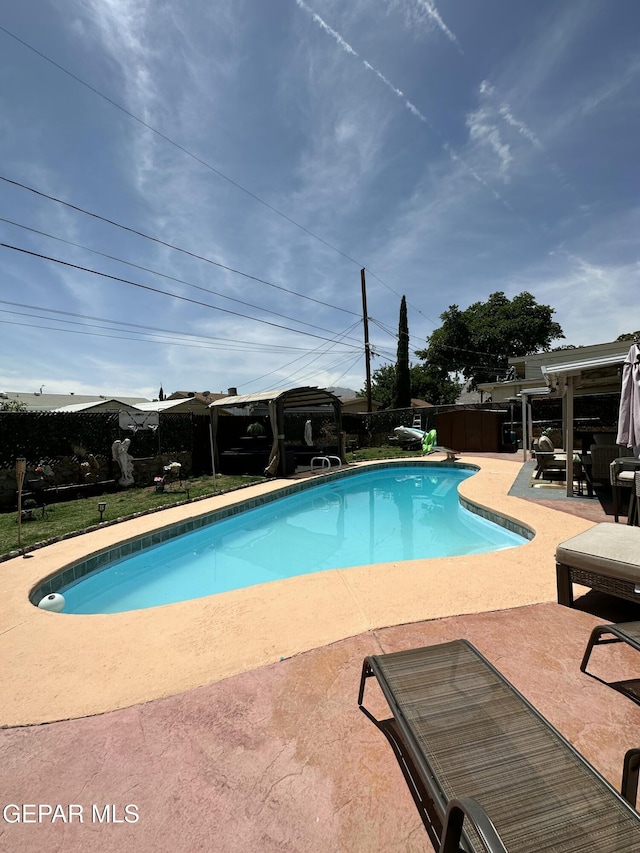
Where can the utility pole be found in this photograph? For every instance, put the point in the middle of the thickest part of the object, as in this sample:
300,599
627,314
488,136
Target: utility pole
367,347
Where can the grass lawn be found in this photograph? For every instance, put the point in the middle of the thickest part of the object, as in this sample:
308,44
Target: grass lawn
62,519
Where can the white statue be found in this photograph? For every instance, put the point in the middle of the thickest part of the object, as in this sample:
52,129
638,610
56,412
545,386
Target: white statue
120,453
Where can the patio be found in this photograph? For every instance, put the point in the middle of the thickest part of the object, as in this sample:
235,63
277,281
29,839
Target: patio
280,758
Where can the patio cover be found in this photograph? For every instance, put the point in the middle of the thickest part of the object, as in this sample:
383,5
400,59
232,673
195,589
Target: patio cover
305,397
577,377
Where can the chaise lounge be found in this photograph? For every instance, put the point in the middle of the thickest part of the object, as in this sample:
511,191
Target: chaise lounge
++++++++++++++++++++
▶ **Exercise brief**
Leave out the pictures and print every line of the data exactly.

▶ **Reply**
Where can the utility pole be found in this photograph? For every instance, put the point in the middle of the thickest part of the object, as in this sample:
300,599
627,314
488,136
Target: utility pole
367,347
Where can the grass lawn be found in this photograph? For every instance, put the point in the middle of the thickest part of the object, as in this sample:
308,44
Target: grass lawn
62,519
Where can the white statue be found in this photograph? For every instance, put the point in the middle of the thickest part of the object, as in this sample:
52,129
638,610
56,412
545,386
Target: white statue
120,453
Where can the patio be found in this photograph? For every instance, put the point in the middle of the thickest part of the object, as in this sample:
235,63
277,281
29,839
Target: patio
280,758
Where can the patio cover be found in this photograph? For every instance, put the point in the middle of the thickest part of the object, as in this sample:
383,5
400,59
232,673
195,589
Target: patio cover
305,397
577,377
Where can the chaise lounge be found in this photograph? For every instance, put the point in the middle of the thickest part of the object, as in this sample:
511,191
Target: chaise lounge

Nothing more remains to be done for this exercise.